_Goal of the exercise_
The answer must be an exact copy of every record below.

Study material Block Start

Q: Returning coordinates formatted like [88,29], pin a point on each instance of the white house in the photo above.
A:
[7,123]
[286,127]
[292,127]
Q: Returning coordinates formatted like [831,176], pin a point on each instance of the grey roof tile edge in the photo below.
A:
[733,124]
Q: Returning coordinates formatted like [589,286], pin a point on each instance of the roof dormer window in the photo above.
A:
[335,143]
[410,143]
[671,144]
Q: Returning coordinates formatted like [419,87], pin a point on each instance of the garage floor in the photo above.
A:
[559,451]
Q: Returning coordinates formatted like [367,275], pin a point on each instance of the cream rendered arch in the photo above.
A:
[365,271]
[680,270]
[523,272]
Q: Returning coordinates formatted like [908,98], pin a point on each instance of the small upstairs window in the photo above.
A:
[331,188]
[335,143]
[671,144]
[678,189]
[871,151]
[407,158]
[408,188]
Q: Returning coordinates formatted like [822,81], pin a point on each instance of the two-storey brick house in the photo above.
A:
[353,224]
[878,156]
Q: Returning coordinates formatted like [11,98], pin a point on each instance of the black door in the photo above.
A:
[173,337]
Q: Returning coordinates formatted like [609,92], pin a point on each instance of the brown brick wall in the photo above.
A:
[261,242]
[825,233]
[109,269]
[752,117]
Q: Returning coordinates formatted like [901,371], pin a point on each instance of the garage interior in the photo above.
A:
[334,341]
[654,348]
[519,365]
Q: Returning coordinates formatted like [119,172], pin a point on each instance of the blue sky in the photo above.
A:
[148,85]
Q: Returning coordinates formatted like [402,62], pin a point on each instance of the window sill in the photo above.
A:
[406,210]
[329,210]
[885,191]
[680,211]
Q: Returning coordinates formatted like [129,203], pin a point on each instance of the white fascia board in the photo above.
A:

Study material Block End

_Task result_
Q: Returning coordinates formatted like [88,29], pin a point on each instance of the white house in the photo above.
A:
[7,123]
[286,127]
[292,127]
Q: Returning coordinates formatted like [831,176], pin a point on each instance of the grey roof tile edge in the photo below.
A:
[733,124]
Q: Returning coordinates formatted like [589,286], pin a point on each instance of the roof dormer window in the photo above.
A:
[335,143]
[410,143]
[671,144]
Q: Returning coordinates formatted like [419,87], pin a point on each instance of the garage floor in the photo above.
A:
[559,451]
Q: Returning coordinates formatted like [367,275], pin a point on each instance of the cream rendered arch in the photo above.
A:
[365,271]
[680,270]
[523,272]
Q: Returning coordinates formatted like [908,98], pin a point on each instance of the small upstairs window in the photo above.
A:
[331,188]
[335,143]
[671,144]
[678,189]
[871,151]
[407,158]
[408,188]
Q: Returning coordinates formatted like [822,81], pin a point on each instance of the two-storey brick house in the photo above.
A:
[353,224]
[878,156]
Q: Returning coordinates formatted like [11,98], pin a point on each instance of the black door in the photo above.
A:
[173,337]
Q: Returning coordinates formatted like [609,92], pin a point on each instance of the brown brick wall in the photo above.
A:
[261,242]
[825,233]
[109,269]
[752,117]
Q: Returning coordinates formatted like [901,371], pin a point on each instance of the garage interior in the photo above.
A:
[334,341]
[654,348]
[519,365]
Q: Returning coordinates formatted like [119,172], pin a point on each instance of the blue sky in the photo above.
A:
[148,85]
Q: Returning coordinates formatted like [402,62], pin a point on each instance of the window sill in the photo above.
A:
[406,210]
[329,210]
[885,191]
[680,211]
Q: Returning coordinates formatted like [129,203], pin a point on each instance of the white fascia board in the photo above.
A:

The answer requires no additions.